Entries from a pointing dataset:
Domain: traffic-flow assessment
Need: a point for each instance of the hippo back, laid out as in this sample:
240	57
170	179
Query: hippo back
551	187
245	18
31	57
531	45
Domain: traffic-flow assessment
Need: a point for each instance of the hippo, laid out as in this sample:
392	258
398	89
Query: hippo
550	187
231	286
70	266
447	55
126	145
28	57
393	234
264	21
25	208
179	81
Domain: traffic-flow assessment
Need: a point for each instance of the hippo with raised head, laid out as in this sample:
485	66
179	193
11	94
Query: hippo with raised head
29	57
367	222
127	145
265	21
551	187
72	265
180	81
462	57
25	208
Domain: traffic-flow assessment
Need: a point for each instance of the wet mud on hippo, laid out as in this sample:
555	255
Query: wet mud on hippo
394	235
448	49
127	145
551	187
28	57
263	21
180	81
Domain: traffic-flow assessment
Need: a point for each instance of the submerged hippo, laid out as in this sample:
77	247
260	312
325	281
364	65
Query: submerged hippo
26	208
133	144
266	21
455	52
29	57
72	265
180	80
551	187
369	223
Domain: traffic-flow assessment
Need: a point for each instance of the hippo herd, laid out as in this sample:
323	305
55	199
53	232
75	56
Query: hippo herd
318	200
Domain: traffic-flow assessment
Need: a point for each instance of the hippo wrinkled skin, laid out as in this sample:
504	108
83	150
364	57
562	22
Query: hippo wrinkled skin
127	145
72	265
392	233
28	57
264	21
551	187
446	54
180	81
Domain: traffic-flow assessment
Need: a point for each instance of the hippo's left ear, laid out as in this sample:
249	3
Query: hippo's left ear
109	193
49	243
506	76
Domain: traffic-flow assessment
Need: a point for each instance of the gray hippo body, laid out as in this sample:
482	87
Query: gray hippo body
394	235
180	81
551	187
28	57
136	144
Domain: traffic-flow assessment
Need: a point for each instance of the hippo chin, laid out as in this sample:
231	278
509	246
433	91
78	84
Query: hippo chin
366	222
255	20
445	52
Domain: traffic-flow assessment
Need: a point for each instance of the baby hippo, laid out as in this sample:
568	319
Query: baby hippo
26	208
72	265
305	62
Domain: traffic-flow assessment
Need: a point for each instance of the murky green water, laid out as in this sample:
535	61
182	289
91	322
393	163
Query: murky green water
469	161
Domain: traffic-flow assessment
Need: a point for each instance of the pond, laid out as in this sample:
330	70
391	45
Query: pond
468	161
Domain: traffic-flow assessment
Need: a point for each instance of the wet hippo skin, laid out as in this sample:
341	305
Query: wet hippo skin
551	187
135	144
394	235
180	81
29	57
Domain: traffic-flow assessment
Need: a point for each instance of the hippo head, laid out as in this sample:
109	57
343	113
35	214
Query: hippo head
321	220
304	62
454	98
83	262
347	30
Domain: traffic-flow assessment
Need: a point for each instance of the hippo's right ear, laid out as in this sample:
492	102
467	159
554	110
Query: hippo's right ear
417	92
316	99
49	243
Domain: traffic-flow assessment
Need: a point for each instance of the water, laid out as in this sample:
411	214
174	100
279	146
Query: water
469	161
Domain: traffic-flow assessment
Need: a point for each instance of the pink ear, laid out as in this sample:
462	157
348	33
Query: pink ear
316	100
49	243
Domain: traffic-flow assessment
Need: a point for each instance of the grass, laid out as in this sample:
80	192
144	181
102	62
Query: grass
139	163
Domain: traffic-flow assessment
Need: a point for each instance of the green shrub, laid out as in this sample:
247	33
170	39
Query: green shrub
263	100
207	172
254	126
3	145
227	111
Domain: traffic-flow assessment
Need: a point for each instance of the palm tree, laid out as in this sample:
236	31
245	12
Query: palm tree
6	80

## EXERCISE INSTRUCTIONS
Print out every record again, exactly and in full.

## RESULT
Domain: traffic-flow assessment
Need: a point for each instance of the hippo back, laid out as in this sample:
240	57
170	179
Query: hippo back
551	187
245	18
31	57
531	45
Domain: traffic-flow assessment
Need: a point for each instance of the hippo, laid out as in this sample:
392	258
398	89
Query: hippo
550	187
231	286
70	266
447	55
126	145
28	57
393	234
264	21
25	208
179	81
Domain: traffic-flow assessment
Need: a point for each instance of the hippo with raised head, laid out as in this sample:
485	66
179	193
11	94
Query: hippo with raised head
29	57
367	222
127	145
265	21
551	187
72	265
180	81
462	57
25	208
Domain: traffic-flow assessment
Need: a point for each instance of the wet mud on hippo, laid out as in this sample:
555	255
Query: wet mud on hippo
394	235
448	49
127	145
551	187
28	57
263	21
180	81
Domain: traffic-flow assessment
Need: a point for each instance of the submerged hippo, laid out as in this sample:
77	247
260	312
325	281
364	65
Query: submerged hippo
26	208
133	144
266	21
455	52
29	57
72	265
180	80
551	187
369	223
Domain: traffic-flow assessment
Need: a point for each instance of the hippo herd, laid out as in this sample:
323	305
55	199
53	232
75	56
Query: hippo herd
318	200
Domain: traffic-flow assessment
Need: a point for each instance of the hippo wrinkled skin, laid out as in this sample:
504	108
83	150
364	57
562	22
Query: hippo wrinkled skin
127	145
72	265
392	233
28	57
264	21
551	187
446	54
180	81
Domain: traffic-flow assessment
Need: a point for each instance of the hippo's left ear, laid out as in this sample:
249	3
Query: hippo's left ear
109	193
49	243
506	76
Domain: traffic-flow assessment
Need: a point for each instance of the gray hippo body, laid out as in this sample:
482	87
Query: gray hippo body
394	235
180	81
551	187
28	57
136	144
Domain: traffic-flow assessment
Need: a point for each instance of the hippo chin, laid out as in this sample:
231	278
509	246
433	91
78	84
Query: hippo chin
366	222
255	20
445	52
Domain: traffic-flow assessment
Need: a point for each instance of the baby hippo, laid out as in this sample:
568	319
Query: baby hippo
26	208
72	265
305	62
Domain: traffic-flow assessment
Need: a point for each instance of the murky green water, laid out as in this sample:
535	61
182	289
91	322
393	163
Query: murky green water
469	161
Domain: traffic-flow assessment
Need: a point for each instance of the pond, laid out as in this sample:
330	70
391	45
Query: pond
468	161
Domain: traffic-flow assessment
Need: a point for each instance of the wet hippo skin, laid out as in this sample:
341	305
Query: wet hippo skin
551	187
135	144
394	235
180	81
29	57
Domain: traffic-flow assessment
Need: a point for each instance of the hippo head, laid out as in this sample:
109	57
343	113
35	214
Query: hippo head
321	220
304	62
454	98
83	262
347	30
Domain: traffic-flow assessment
Need: a point for each instance of the hippo's right ear, laid out as in this sample:
492	102
467	159
554	110
Query: hippo's right ear
417	92
316	99
49	243
Domain: traffic-flow assessment
Need: a point for each instance of the water, laid out as in this sample:
411	214
174	100
279	146
Query: water
469	161
Domain: traffic-flow assessment
Need: a point for each instance of the pink ear, laid out as in this sample:
462	157
348	33
Query: pink ear
316	100
49	243
Domain: traffic-flow assessment
Need: a point for each instance of the grass, laid out as in this sample:
80	192
144	181
102	62
Query: grass
139	163
Domain: traffic-flow assessment
Need: a point for each instance of the green shrub, laid out as in this sample:
247	33
170	39
Query: green shrub
263	100
207	172
254	126
3	145
227	111
Domain: traffic-flow assessment
Need: a point for each instance of the palm tree, laid out as in this sample:
236	31
245	12
Query: palm tree
6	80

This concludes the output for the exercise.